• Trecho fornecido:
# # # #

O STF e a Criminalização da Homofobia
O Brasil é um país peculiar. Em tese, a República Federativa do Brasil é um estado de direito, que deve obediência à lei, em especial à Lei Maior. Na Constituição há a separação das funções do Estado seguindo a clássica tripartição do poder, de Montesquieu, em três funções: Poder Legislativo, Poder Executivo e Poder Judiciário.
De acordo com a Constituição Federal de 1988, o país adotou os princípios da legalidade e da anterioridade da lei penal. Isso significa que para um fato ser considerado crime, há a necessidade da existência de lei que tipifique tal conduta como crime e que essa lei seja anterior ao fato tido como criminoso praticado pelo cidadão.
Eis o que a Carta Magna dispõe, no art. 5º, inciso XXXIX, sobre os princípios acima mencionados:
XXXIX – não há crime sem lei anterior que o defina, nem pena sem prévia cominação legal;
Além do mais, o próprio texto constitucional prevê que cabe à União Federal a competência para legislar sobre direito penal, no art. 22, inciso I. Eis o dispositivo constitucional:
Art. 22. Compete privativamente à União legislar sobre:
I – direito civil, comercial, penal, processual, eleitoral, agrário, marítimo, aeronáutico, espacial e do trabalho;
Desta forma, o constituinte originário, quando da repartição de competência legislativa entre os entes da federação, atribuiu tal competência ao legislativo da União, isto é, ao Congresso Nacional. Assim, a Câmara dos Deputados e o Senado Federal têm legitimidade democrática assentada na Constituição Federal para legislar sobre direito penal, ou seja, sobre as condutas que o povo (representado pela Câmara dos Deputados) e os Estados Membros (através do Senado) entendem que devem ser considerados fatos típicos e, por consequência, merecem ser punidos criminalmente pelo Estado brasileiro.
Lembro-me muito bem quando os meus professores de direito penal na faculdade de direito afirmam de forma veemente que somente através de lei o Estado brasileiro pode criminalizar condutas. Sobre isso não havia dúvida, sendo um ponto pacífico na doutrina penal brasileira.

# # # #

• Alguns registros:
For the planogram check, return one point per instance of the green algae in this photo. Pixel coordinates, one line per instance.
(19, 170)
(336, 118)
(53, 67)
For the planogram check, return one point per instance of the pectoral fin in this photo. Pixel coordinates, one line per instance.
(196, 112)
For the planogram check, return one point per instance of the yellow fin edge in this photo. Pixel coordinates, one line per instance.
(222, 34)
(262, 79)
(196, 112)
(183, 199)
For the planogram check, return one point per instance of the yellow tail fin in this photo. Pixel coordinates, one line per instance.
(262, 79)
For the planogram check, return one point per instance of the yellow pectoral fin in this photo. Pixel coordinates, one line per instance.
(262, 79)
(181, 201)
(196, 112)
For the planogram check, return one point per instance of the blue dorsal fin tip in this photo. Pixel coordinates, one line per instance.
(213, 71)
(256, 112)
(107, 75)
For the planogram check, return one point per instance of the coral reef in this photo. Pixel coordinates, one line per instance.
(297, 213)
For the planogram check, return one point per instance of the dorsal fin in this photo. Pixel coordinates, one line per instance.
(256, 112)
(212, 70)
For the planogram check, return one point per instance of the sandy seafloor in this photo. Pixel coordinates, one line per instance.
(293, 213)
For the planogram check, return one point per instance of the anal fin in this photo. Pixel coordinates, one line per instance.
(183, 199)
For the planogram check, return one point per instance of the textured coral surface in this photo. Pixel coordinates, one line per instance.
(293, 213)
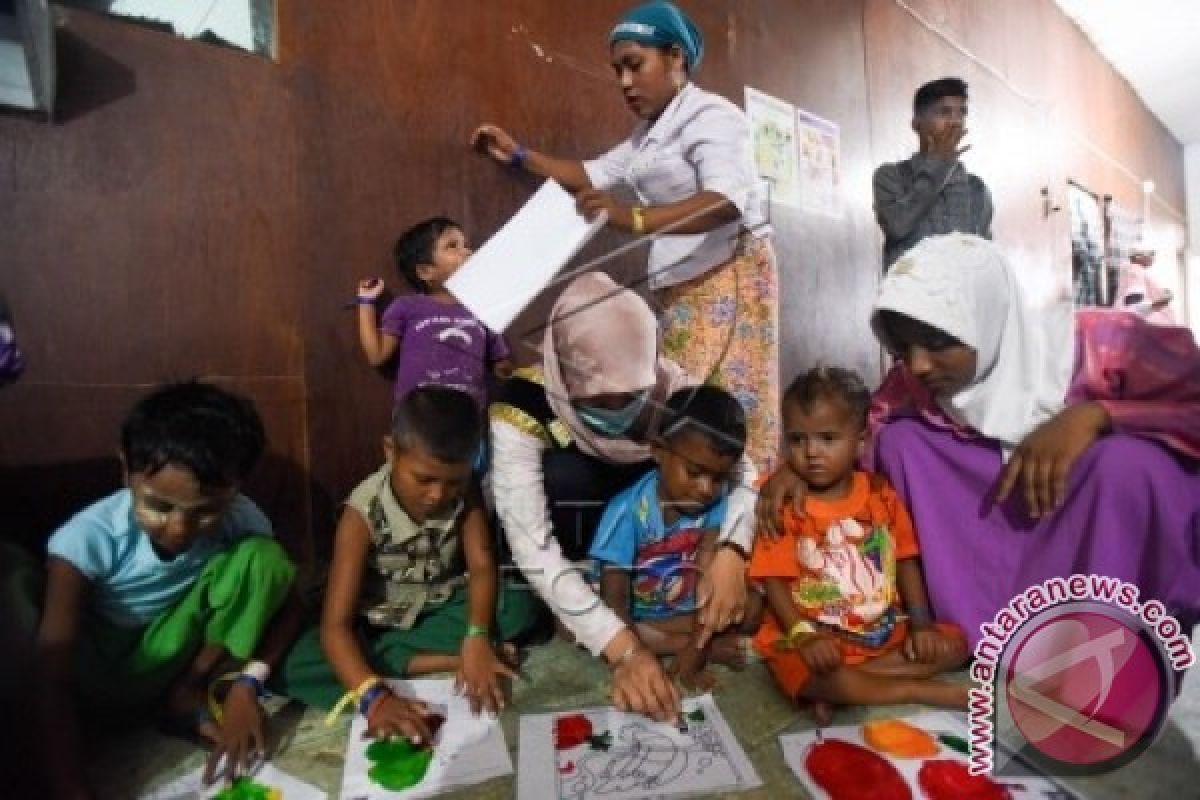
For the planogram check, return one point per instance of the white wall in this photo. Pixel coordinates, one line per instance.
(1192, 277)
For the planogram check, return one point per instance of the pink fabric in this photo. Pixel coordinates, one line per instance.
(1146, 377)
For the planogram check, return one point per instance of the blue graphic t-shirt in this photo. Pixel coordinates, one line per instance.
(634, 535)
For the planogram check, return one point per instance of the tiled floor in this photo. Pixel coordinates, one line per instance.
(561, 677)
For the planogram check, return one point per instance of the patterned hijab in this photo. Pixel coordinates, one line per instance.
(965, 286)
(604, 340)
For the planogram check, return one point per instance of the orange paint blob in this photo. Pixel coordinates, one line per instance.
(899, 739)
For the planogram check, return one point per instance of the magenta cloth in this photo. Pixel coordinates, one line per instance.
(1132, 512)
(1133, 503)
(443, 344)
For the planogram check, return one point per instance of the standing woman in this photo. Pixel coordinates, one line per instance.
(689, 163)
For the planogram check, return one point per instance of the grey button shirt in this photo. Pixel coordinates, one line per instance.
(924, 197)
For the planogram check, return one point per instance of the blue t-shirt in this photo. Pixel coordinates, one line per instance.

# # # #

• Requisitos:
a) Responda com base no texto sobre o STF e a criminalização da homofobia:
(i) A quem o texto atribui a clássica tripartição do poder?
(ii) Em que artigo e inciso a Constituição dá à União a competência para legislar sobre direito penal?
(iii) Segundo o texto, por meio de qual casa os Estados Membros são representados?
b) Selecione nos registros todas as linhas que contêm a palavra "pectoral", levando em conta a diferença entre maiúsculas e minúsculas.

• Respostas por tarefa:
a)
(i) A Montesquieu.
(ii) No art. 22, inciso I.
(iii) Por meio do Senado.

b)
For the planogram check, return one point per instance of the pectoral fin in this photo. Pixel coordinates, one line per instance.
For the planogram check, return one point per instance of the yellow pectoral fin in this photo. Pixel coordinates, one line per instance.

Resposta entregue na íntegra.